Point-based annotation data
----------------------------------------
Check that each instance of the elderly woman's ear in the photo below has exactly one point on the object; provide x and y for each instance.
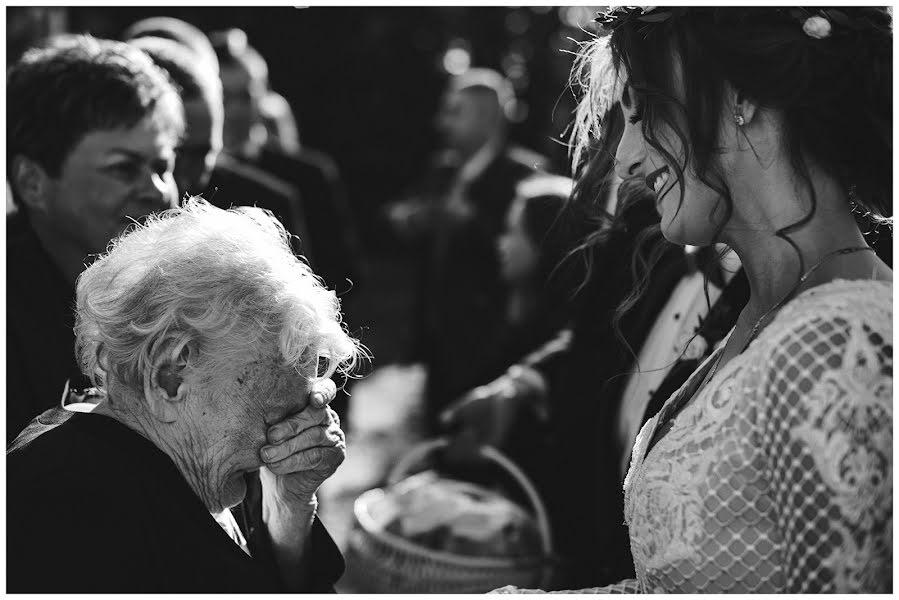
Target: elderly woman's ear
(164, 386)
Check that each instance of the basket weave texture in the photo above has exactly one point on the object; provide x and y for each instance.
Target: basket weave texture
(381, 562)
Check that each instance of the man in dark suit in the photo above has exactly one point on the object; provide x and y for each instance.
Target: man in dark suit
(90, 147)
(328, 222)
(201, 167)
(454, 221)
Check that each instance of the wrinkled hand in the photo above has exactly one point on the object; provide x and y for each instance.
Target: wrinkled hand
(304, 449)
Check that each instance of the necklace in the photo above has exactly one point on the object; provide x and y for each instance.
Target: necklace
(787, 296)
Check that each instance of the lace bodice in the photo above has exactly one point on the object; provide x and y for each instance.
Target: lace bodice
(777, 477)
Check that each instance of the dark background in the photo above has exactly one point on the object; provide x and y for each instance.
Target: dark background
(364, 84)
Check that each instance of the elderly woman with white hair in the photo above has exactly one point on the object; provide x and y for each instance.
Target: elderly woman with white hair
(195, 464)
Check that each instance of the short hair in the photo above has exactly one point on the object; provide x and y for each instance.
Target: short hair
(178, 31)
(233, 48)
(193, 78)
(76, 84)
(226, 282)
(481, 79)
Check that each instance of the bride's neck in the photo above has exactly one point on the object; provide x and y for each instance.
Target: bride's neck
(775, 264)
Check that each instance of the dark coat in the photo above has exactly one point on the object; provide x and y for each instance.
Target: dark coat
(40, 317)
(95, 507)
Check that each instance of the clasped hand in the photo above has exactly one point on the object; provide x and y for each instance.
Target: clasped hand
(304, 449)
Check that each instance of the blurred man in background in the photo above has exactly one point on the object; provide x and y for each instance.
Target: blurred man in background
(92, 131)
(454, 220)
(249, 102)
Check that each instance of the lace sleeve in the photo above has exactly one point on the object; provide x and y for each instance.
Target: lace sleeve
(827, 432)
(627, 586)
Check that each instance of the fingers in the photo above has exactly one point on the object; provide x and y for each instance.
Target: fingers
(322, 393)
(324, 459)
(316, 428)
(293, 425)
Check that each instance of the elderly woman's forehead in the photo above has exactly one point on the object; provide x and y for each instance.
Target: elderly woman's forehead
(269, 369)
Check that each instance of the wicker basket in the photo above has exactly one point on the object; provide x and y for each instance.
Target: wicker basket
(380, 562)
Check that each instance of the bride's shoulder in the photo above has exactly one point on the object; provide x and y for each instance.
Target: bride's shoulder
(868, 299)
(828, 317)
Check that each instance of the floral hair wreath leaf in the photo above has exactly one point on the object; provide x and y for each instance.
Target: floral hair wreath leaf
(816, 22)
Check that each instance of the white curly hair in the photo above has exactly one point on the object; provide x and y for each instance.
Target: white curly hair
(225, 282)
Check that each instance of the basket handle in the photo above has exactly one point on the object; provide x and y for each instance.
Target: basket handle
(414, 456)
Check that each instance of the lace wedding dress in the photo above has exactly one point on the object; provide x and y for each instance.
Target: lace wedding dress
(777, 476)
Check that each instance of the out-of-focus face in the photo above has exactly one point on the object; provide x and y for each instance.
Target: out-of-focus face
(241, 95)
(199, 148)
(109, 178)
(518, 254)
(468, 118)
(688, 218)
(229, 424)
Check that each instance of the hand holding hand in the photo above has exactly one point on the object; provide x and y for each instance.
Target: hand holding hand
(304, 449)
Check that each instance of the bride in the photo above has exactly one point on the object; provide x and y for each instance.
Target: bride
(770, 470)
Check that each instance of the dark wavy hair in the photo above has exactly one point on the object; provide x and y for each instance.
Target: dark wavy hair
(835, 91)
(74, 85)
(594, 173)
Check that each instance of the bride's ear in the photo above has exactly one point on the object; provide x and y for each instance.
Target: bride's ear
(744, 109)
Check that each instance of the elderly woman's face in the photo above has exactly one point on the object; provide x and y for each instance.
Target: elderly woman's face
(231, 425)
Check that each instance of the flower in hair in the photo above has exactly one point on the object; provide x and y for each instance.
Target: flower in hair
(817, 27)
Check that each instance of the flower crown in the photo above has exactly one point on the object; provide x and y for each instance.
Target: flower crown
(817, 23)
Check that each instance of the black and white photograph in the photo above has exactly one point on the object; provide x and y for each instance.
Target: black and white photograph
(449, 299)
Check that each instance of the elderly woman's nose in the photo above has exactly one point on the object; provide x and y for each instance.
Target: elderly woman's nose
(631, 152)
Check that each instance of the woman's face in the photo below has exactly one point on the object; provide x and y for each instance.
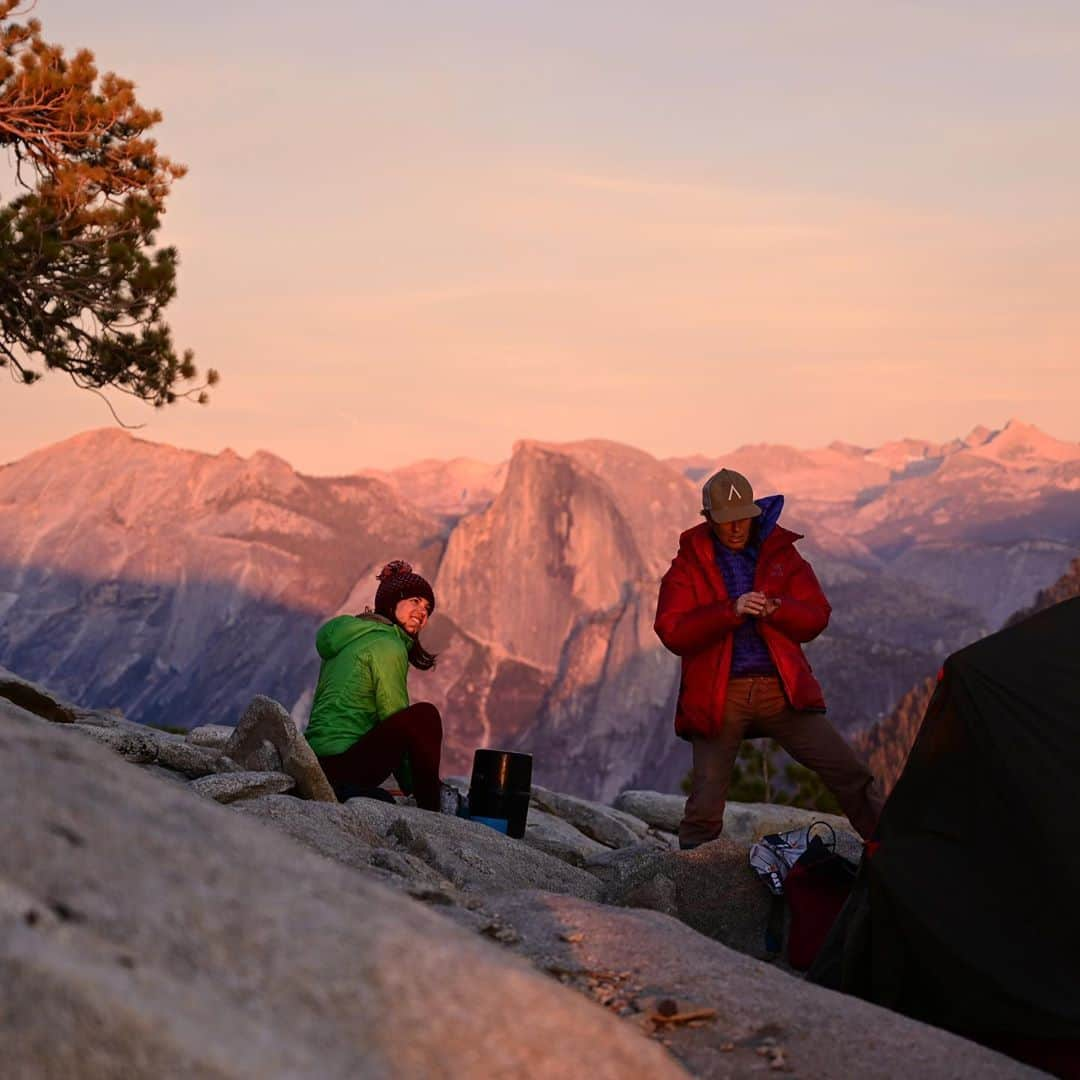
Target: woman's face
----------------------------------------
#### Problem details:
Reproduce verbatim, and only, the lines starting at the one that contains "Check that each instance of the flower in" and ending with the final line of the records; leave out the pictures.

#### Task result:
Check that each instance of the flower in hair in the photo above has exactly one point on the object; provide x and y for each instance.
Target: flower in hair
(817, 27)
Check that each instance of the flower crown in the photo above has exactly one point on the object; provide x and y for each instance.
Target: flower crown
(817, 23)
Check that each instance of the black and white photograph in the photo above has exactly one point on the object; provide x and y for each instance.
Target: black and white photograph
(449, 299)
Check that each instance of the elderly woman's nose in the photo above has exactly one point on the object; provide x and y for each instance.
Target: elderly woman's nose
(631, 152)
Check that each instance of the woman's face in the photo below has exactly one point on the object; provide x and y for each instance.
Target: woman's face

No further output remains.